== Records
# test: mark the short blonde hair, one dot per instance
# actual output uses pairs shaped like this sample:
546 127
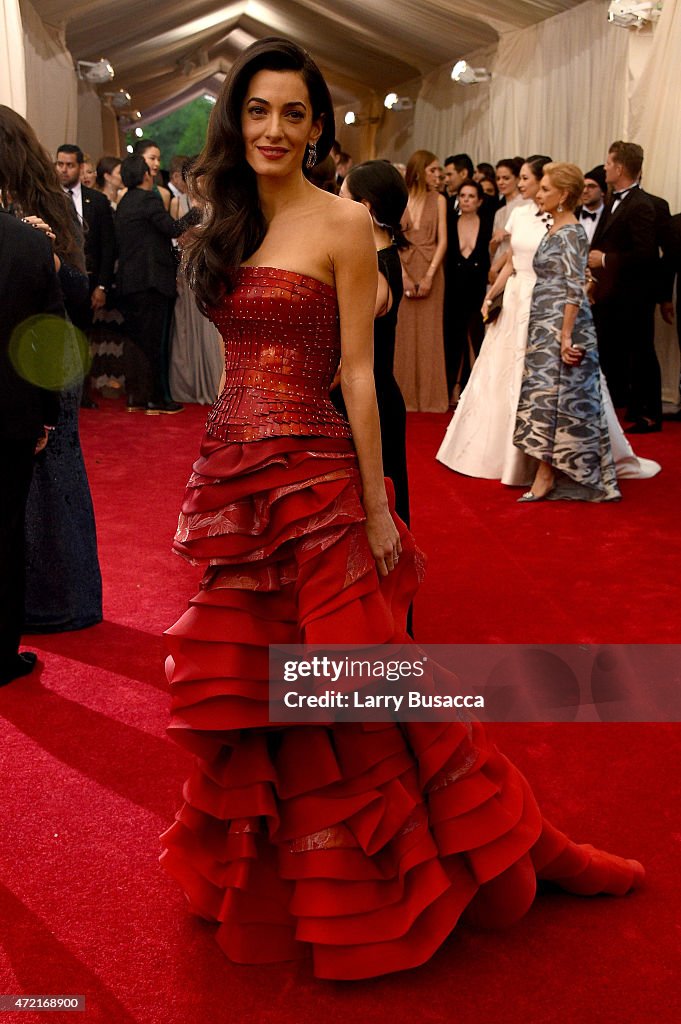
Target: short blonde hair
566 177
416 168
====
** Work instructions **
Print every line above again, word for word and in the same order, with the pictures left out.

** Solution to the exercise **
# test: mark the short blonde hair, one dot per instance
# actual output uses pairs shaped like this sample:
546 127
Target: short blonde hair
566 177
416 168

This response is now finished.